## Labeled area outline data
--
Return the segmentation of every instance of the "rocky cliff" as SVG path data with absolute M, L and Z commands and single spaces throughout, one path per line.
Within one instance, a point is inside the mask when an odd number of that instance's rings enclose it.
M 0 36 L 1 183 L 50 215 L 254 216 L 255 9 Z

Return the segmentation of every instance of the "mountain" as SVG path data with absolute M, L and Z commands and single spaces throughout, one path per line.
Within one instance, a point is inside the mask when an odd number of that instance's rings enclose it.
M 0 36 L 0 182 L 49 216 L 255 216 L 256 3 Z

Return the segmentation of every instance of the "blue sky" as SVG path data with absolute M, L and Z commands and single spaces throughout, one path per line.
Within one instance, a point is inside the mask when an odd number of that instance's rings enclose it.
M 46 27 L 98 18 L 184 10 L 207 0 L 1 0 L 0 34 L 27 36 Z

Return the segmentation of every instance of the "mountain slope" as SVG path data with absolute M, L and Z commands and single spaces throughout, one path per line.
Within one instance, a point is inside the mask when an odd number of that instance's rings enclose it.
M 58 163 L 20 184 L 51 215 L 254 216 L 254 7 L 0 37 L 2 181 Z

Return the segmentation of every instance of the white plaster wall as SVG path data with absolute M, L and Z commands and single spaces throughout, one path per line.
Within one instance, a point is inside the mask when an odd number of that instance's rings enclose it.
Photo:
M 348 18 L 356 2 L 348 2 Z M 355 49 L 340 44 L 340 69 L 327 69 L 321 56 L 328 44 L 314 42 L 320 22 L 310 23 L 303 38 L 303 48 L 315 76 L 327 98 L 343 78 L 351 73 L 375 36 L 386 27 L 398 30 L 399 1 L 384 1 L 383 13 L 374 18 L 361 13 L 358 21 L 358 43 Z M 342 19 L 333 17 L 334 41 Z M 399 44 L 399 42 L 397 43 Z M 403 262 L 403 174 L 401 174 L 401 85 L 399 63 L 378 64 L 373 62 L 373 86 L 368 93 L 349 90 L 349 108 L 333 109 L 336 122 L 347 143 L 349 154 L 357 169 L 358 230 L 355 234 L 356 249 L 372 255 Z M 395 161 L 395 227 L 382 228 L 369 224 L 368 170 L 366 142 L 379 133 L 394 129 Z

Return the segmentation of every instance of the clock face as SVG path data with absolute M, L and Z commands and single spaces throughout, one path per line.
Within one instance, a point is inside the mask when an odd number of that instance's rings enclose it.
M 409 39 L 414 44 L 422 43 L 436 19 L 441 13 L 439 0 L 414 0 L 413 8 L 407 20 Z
--
## DIRECTION
Copy the stretch of the data from the line containing "Return the segmentation of every instance of the clock" through the end of the data, request lines included, and shift every coordinate in the answer paths by -59.

## EXERCISE OUTPUT
Return the segmentation of every instance of the clock face as SVG path data with absolute M, L and Z commands and single spaces throughout, one path per line.
Within one instance, a point is inside the mask when an odd number of that instance's rings enclose it.
M 350 -20 L 355 -15 L 363 -16 L 377 -40 L 382 -46 L 380 -59 L 355 -59 L 354 -51 L 348 -39 Z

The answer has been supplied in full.